*Document text*
┄┄┄┄┄┄┄┄┄┄
(a) Notwithstanding any other state laws related to the privacy of medical data or any private agreements to the contrary, the release in writing, by telephone discussion, or otherwise of medical data related to a current claim for compensation under this chapter to the employee, employer, or insurer who are parties to the claim, or to the Department of Labor and Industry, shall not require prior approval of any party to the claim. This section does not preclude the release of medical data under section 175.10 or 176.231, subdivision 9. Requests for pertinent data shall be made, and the date of discussions with medical providers about medical data shall be confirmed, in writing to the person or organization that collected or currently possesses the data. Written medical data that exists at the time the request is made shall be provided by the collector or possessor within seven working days of receiving the request. Nonwritten medical data may be provided, but is not required to be provided, by the collector or possessor. In all cases of a request for the data or discussion with a medical provider about the data, except when it is the employee who is making the request, the employee shall be sent written notification of the request by the party requesting the data at the same time the request is made or a written confirmation of the discussion. This data shall be treated as private data by the party who requests or receives the data and the party receiving the data shall provide the employee or the employee's attorney with a copy of all data requested by the requester.
(b) Medical data which is not directly related to a current injury or disability shall not be released without prior authorization of the employee.
┄┄┄┄┄┄┄┄┄┄
*Required action*
Continue the statutory text on releasing medical data in workers' compensation claims, starting after its last sentence.

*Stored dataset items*
┄┄┄┄┄┄┄┄┄┄
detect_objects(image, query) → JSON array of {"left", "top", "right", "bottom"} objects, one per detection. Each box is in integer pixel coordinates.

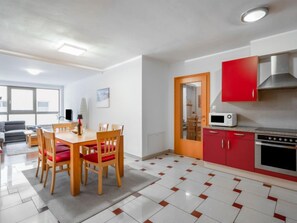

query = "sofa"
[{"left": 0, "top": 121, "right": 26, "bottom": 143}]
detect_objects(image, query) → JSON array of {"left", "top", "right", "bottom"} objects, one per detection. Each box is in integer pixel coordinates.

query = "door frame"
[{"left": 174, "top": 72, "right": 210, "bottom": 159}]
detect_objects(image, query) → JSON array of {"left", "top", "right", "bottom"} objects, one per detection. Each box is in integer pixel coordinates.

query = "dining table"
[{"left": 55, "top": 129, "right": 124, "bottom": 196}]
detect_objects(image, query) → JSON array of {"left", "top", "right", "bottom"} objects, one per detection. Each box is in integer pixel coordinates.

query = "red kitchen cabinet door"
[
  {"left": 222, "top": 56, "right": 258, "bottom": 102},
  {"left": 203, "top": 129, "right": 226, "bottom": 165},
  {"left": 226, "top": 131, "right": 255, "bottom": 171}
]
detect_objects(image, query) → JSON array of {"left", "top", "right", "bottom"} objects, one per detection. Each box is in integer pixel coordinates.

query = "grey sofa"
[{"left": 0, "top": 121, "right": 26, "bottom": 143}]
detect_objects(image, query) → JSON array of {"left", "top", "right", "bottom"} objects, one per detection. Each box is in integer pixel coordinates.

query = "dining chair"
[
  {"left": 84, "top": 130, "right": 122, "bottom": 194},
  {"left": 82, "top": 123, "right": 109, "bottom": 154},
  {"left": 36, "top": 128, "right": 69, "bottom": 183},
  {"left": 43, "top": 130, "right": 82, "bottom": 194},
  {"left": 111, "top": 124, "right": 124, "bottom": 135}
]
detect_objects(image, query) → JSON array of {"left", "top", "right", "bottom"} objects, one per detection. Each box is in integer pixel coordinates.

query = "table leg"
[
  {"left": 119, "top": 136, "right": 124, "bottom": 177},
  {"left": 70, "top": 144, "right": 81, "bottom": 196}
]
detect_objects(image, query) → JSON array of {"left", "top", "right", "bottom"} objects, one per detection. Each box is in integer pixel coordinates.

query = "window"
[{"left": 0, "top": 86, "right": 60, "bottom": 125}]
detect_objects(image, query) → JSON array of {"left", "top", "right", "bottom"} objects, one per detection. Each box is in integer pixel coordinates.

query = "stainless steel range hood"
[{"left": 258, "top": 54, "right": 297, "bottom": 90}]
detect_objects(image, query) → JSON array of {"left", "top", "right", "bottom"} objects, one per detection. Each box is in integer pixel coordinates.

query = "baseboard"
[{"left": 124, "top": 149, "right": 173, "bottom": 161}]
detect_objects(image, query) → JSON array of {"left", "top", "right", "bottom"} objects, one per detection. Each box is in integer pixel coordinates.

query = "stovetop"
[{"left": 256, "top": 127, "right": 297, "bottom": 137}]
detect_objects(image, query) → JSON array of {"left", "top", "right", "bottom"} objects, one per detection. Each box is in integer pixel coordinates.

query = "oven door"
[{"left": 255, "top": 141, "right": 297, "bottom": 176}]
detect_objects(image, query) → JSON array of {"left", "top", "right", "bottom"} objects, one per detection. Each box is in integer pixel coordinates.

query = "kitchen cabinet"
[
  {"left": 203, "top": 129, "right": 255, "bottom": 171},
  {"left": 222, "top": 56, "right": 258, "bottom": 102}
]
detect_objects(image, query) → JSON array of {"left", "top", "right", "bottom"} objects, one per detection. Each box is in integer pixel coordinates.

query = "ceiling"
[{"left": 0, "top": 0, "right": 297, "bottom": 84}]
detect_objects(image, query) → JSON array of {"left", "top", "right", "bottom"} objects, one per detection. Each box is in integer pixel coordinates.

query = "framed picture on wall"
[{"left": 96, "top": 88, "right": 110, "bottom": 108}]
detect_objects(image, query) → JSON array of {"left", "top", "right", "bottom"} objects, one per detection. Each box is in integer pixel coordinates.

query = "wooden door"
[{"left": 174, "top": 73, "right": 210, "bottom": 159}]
┄┄┄┄┄┄┄┄┄┄
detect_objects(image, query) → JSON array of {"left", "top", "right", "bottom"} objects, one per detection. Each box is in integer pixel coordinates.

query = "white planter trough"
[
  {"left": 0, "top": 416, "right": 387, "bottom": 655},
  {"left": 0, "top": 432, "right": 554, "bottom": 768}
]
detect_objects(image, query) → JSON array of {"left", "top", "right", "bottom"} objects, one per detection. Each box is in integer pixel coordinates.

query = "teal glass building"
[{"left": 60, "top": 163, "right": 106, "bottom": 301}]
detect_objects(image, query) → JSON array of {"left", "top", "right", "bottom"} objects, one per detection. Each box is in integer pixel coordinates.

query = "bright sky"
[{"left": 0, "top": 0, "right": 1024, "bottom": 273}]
┄┄┄┄┄┄┄┄┄┄
*Answer to this problem*
(c) The commissioner may impose a penalty of up to $600 payable to the commissioner for deposit in the assigned risk safety account against a party who does not timely release data as required in this section. A party who does not treat this data as private pursuant to this section is guilty of a misdemeanor. This paragraph applies only to written medical data which exists at the time the request is made.
(d) Workers' compensation insurers and self-insured employers may, for the sole purpose of identifying duplicate billings submitted to more than one insurer, disclose to health insurers, including all insurers writing insurance described in section 60A.06, subdivision 1, clause (5)(a), nonprofit health service plan corporations subject to chapter 62C, health maintenance organizations subject to chapter 62D, and joint self-insurance employee health plans subject to chapter 62H, computerized information about dates, coded items, and charges for medical treatment of employees and other medical billing information submitted to them by an employee, employer, health care provider, or other insurer in connection with a current claim for compensation under this chapter, without prior approval of any party to the claim. The data may not be used by the health insurer for any other purpose whatsoever and must be destroyed after verification that there has been no duplicative billing. Any person who is the subject of the data which is used in a manner not allowed by this paragraph has a cause of action for actual damages and punitive damages for a minimum of $5,000.
(e) Medical data collected, stored, used, or disseminated by or filed with the commissioner in connection with a claim for workers' compensation benefits governed by this chapter does not constitute genetic information for the purposes of section 13.386.